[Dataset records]
BEGIN

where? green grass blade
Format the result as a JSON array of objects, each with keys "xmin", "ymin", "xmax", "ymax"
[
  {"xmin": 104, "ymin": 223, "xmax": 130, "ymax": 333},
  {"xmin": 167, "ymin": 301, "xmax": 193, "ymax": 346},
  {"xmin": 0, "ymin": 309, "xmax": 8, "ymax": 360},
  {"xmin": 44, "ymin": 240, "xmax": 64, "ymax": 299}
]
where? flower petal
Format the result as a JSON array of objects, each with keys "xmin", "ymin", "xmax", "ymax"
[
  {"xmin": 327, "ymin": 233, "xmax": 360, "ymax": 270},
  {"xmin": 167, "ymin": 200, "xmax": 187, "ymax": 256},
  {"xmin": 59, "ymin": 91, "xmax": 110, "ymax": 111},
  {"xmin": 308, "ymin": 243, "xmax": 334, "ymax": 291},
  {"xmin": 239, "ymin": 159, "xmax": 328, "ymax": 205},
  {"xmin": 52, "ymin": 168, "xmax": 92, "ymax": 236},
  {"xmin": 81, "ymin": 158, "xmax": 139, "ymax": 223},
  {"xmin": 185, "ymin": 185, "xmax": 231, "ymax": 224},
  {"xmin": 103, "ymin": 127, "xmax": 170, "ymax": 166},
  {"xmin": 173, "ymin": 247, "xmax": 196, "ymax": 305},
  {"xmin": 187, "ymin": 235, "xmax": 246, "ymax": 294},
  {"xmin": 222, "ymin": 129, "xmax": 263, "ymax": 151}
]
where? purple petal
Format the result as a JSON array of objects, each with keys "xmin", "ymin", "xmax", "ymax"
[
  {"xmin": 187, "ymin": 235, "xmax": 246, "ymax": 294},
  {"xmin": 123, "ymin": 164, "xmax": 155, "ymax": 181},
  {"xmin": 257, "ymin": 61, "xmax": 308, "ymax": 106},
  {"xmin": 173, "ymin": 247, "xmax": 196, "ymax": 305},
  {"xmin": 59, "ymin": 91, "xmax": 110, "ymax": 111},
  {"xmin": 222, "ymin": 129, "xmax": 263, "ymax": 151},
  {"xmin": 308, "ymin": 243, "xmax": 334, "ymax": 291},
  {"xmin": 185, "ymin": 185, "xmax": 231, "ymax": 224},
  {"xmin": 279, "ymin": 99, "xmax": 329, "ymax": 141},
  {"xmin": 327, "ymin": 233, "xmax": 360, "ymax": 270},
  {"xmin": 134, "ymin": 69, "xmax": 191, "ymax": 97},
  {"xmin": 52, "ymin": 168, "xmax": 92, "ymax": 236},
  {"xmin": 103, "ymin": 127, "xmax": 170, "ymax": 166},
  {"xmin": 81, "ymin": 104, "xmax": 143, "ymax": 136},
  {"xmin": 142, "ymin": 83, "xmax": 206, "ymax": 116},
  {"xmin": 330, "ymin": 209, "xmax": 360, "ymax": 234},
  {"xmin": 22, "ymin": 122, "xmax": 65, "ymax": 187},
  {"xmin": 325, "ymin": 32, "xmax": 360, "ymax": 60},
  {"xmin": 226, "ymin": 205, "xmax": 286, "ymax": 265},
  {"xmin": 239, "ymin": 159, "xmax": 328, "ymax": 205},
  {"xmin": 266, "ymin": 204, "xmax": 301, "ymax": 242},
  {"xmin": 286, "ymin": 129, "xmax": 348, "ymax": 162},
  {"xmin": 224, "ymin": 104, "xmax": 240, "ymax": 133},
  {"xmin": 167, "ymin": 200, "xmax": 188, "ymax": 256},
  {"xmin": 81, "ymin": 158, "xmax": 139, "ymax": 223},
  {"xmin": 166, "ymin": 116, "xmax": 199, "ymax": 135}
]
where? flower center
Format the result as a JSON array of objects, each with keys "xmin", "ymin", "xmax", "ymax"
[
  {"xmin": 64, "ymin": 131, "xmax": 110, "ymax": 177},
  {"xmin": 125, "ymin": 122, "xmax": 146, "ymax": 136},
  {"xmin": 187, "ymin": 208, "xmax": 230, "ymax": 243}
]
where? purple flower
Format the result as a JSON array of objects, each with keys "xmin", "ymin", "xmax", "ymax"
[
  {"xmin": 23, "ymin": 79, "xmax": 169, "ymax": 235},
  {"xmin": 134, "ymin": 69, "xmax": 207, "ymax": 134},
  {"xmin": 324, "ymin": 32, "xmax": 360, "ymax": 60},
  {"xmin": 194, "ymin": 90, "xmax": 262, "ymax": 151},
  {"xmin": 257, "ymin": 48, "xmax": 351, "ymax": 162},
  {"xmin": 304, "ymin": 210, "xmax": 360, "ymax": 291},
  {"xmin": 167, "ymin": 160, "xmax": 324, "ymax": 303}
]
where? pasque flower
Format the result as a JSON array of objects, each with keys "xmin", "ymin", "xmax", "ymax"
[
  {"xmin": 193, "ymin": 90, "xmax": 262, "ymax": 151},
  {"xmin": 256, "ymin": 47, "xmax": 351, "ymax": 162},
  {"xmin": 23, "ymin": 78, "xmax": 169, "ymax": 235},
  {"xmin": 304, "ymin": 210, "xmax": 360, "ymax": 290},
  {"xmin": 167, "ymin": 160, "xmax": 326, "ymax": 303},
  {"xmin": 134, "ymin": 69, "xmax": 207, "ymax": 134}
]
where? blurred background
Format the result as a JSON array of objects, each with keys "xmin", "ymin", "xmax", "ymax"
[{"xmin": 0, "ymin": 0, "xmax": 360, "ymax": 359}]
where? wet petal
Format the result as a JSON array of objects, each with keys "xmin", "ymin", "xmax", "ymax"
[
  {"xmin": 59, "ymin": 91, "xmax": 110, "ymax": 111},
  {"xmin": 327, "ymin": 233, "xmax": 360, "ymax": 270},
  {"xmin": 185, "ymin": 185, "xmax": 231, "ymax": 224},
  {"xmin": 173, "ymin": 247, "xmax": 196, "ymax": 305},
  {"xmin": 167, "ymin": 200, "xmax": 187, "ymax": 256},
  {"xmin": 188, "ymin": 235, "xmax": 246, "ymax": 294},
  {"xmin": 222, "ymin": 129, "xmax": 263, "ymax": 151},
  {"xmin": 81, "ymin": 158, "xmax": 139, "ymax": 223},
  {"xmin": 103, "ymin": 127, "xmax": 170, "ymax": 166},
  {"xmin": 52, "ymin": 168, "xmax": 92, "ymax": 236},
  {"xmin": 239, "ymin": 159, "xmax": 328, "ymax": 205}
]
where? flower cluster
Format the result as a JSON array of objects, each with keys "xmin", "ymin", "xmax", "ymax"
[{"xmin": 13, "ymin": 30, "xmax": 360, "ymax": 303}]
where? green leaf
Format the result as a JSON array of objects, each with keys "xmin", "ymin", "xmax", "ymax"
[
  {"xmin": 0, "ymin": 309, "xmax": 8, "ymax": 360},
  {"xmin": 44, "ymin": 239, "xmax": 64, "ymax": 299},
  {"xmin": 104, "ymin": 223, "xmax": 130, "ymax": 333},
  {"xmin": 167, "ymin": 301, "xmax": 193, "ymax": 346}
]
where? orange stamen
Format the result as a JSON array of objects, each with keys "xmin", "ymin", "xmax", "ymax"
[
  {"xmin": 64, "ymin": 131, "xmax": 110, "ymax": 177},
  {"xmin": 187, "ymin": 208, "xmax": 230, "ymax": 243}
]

END

Repeat the data above exactly.

_Answer in full_.
where? green grass blade
Format the result as a JSON array of objects, each with keys "xmin", "ymin", "xmax", "ymax"
[
  {"xmin": 104, "ymin": 223, "xmax": 130, "ymax": 333},
  {"xmin": 167, "ymin": 301, "xmax": 193, "ymax": 346},
  {"xmin": 0, "ymin": 309, "xmax": 8, "ymax": 360},
  {"xmin": 44, "ymin": 240, "xmax": 64, "ymax": 299}
]
where? flower petal
Format the result as a JSON array of objects, each with keys "xmin", "ymin", "xmax", "ymax"
[
  {"xmin": 327, "ymin": 233, "xmax": 360, "ymax": 270},
  {"xmin": 167, "ymin": 200, "xmax": 187, "ymax": 256},
  {"xmin": 59, "ymin": 91, "xmax": 110, "ymax": 111},
  {"xmin": 308, "ymin": 243, "xmax": 334, "ymax": 291},
  {"xmin": 239, "ymin": 159, "xmax": 328, "ymax": 205},
  {"xmin": 52, "ymin": 168, "xmax": 92, "ymax": 236},
  {"xmin": 81, "ymin": 158, "xmax": 139, "ymax": 223},
  {"xmin": 185, "ymin": 185, "xmax": 231, "ymax": 224},
  {"xmin": 103, "ymin": 127, "xmax": 170, "ymax": 166},
  {"xmin": 173, "ymin": 247, "xmax": 196, "ymax": 305},
  {"xmin": 187, "ymin": 235, "xmax": 246, "ymax": 294},
  {"xmin": 222, "ymin": 129, "xmax": 263, "ymax": 151}
]
where? purple petal
Format the result as a JSON array of objects, each with keys "xmin", "ymin", "xmax", "ymax"
[
  {"xmin": 187, "ymin": 235, "xmax": 246, "ymax": 294},
  {"xmin": 123, "ymin": 164, "xmax": 155, "ymax": 181},
  {"xmin": 257, "ymin": 61, "xmax": 308, "ymax": 106},
  {"xmin": 173, "ymin": 247, "xmax": 196, "ymax": 305},
  {"xmin": 59, "ymin": 91, "xmax": 110, "ymax": 111},
  {"xmin": 222, "ymin": 129, "xmax": 263, "ymax": 151},
  {"xmin": 308, "ymin": 243, "xmax": 334, "ymax": 291},
  {"xmin": 185, "ymin": 185, "xmax": 231, "ymax": 224},
  {"xmin": 279, "ymin": 99, "xmax": 329, "ymax": 141},
  {"xmin": 327, "ymin": 233, "xmax": 360, "ymax": 270},
  {"xmin": 134, "ymin": 69, "xmax": 191, "ymax": 97},
  {"xmin": 52, "ymin": 168, "xmax": 92, "ymax": 236},
  {"xmin": 103, "ymin": 127, "xmax": 170, "ymax": 166},
  {"xmin": 81, "ymin": 104, "xmax": 143, "ymax": 136},
  {"xmin": 142, "ymin": 83, "xmax": 206, "ymax": 116},
  {"xmin": 330, "ymin": 209, "xmax": 360, "ymax": 234},
  {"xmin": 22, "ymin": 122, "xmax": 65, "ymax": 187},
  {"xmin": 325, "ymin": 32, "xmax": 360, "ymax": 60},
  {"xmin": 226, "ymin": 205, "xmax": 286, "ymax": 265},
  {"xmin": 239, "ymin": 159, "xmax": 328, "ymax": 205},
  {"xmin": 266, "ymin": 204, "xmax": 301, "ymax": 242},
  {"xmin": 286, "ymin": 129, "xmax": 348, "ymax": 162},
  {"xmin": 224, "ymin": 104, "xmax": 240, "ymax": 133},
  {"xmin": 167, "ymin": 200, "xmax": 188, "ymax": 256},
  {"xmin": 81, "ymin": 158, "xmax": 139, "ymax": 223},
  {"xmin": 166, "ymin": 116, "xmax": 199, "ymax": 135}
]
where? flower center
Format the result as a JSON array of objects, each with keys "xmin", "ymin", "xmax", "ymax"
[
  {"xmin": 64, "ymin": 131, "xmax": 110, "ymax": 177},
  {"xmin": 125, "ymin": 122, "xmax": 146, "ymax": 136},
  {"xmin": 187, "ymin": 208, "xmax": 230, "ymax": 243}
]
where? purple flower
Format the result as a JSON array of objects, each with keys "xmin", "ymin", "xmax", "ymax"
[
  {"xmin": 23, "ymin": 79, "xmax": 169, "ymax": 235},
  {"xmin": 134, "ymin": 69, "xmax": 207, "ymax": 134},
  {"xmin": 324, "ymin": 32, "xmax": 360, "ymax": 60},
  {"xmin": 194, "ymin": 90, "xmax": 262, "ymax": 151},
  {"xmin": 257, "ymin": 48, "xmax": 351, "ymax": 162},
  {"xmin": 304, "ymin": 210, "xmax": 360, "ymax": 291},
  {"xmin": 167, "ymin": 160, "xmax": 324, "ymax": 303}
]
where? pasque flower
Format the result as a JSON array of objects, each with keys "xmin", "ymin", "xmax", "ymax"
[
  {"xmin": 193, "ymin": 90, "xmax": 262, "ymax": 151},
  {"xmin": 256, "ymin": 47, "xmax": 351, "ymax": 162},
  {"xmin": 23, "ymin": 78, "xmax": 169, "ymax": 235},
  {"xmin": 304, "ymin": 210, "xmax": 360, "ymax": 290},
  {"xmin": 167, "ymin": 160, "xmax": 326, "ymax": 303},
  {"xmin": 134, "ymin": 69, "xmax": 207, "ymax": 134}
]
where? blurred background
Format the result as a JSON array of objects, each with keys "xmin", "ymin", "xmax", "ymax"
[{"xmin": 0, "ymin": 0, "xmax": 360, "ymax": 359}]
where? wet petal
Format the result as a JSON array of objects, each with keys "xmin", "ymin", "xmax", "ymax"
[
  {"xmin": 59, "ymin": 91, "xmax": 110, "ymax": 111},
  {"xmin": 327, "ymin": 233, "xmax": 360, "ymax": 270},
  {"xmin": 185, "ymin": 185, "xmax": 231, "ymax": 224},
  {"xmin": 173, "ymin": 247, "xmax": 196, "ymax": 305},
  {"xmin": 167, "ymin": 200, "xmax": 187, "ymax": 256},
  {"xmin": 188, "ymin": 235, "xmax": 246, "ymax": 294},
  {"xmin": 222, "ymin": 129, "xmax": 263, "ymax": 151},
  {"xmin": 81, "ymin": 158, "xmax": 139, "ymax": 223},
  {"xmin": 103, "ymin": 127, "xmax": 170, "ymax": 166},
  {"xmin": 52, "ymin": 168, "xmax": 92, "ymax": 236},
  {"xmin": 239, "ymin": 159, "xmax": 328, "ymax": 205}
]
where? flower cluster
Format the result as a JSON array of objects, each with keys "xmin", "ymin", "xmax", "ymax"
[{"xmin": 13, "ymin": 30, "xmax": 360, "ymax": 303}]
where? green leaf
Format the result as a JSON array of objects, each with keys "xmin", "ymin", "xmax", "ymax"
[
  {"xmin": 0, "ymin": 309, "xmax": 8, "ymax": 360},
  {"xmin": 44, "ymin": 239, "xmax": 64, "ymax": 299},
  {"xmin": 104, "ymin": 223, "xmax": 130, "ymax": 333},
  {"xmin": 167, "ymin": 301, "xmax": 193, "ymax": 346}
]
where? orange stamen
Format the result as a JSON array of objects, each with keys "xmin", "ymin", "xmax", "ymax"
[
  {"xmin": 64, "ymin": 131, "xmax": 110, "ymax": 177},
  {"xmin": 187, "ymin": 208, "xmax": 230, "ymax": 243}
]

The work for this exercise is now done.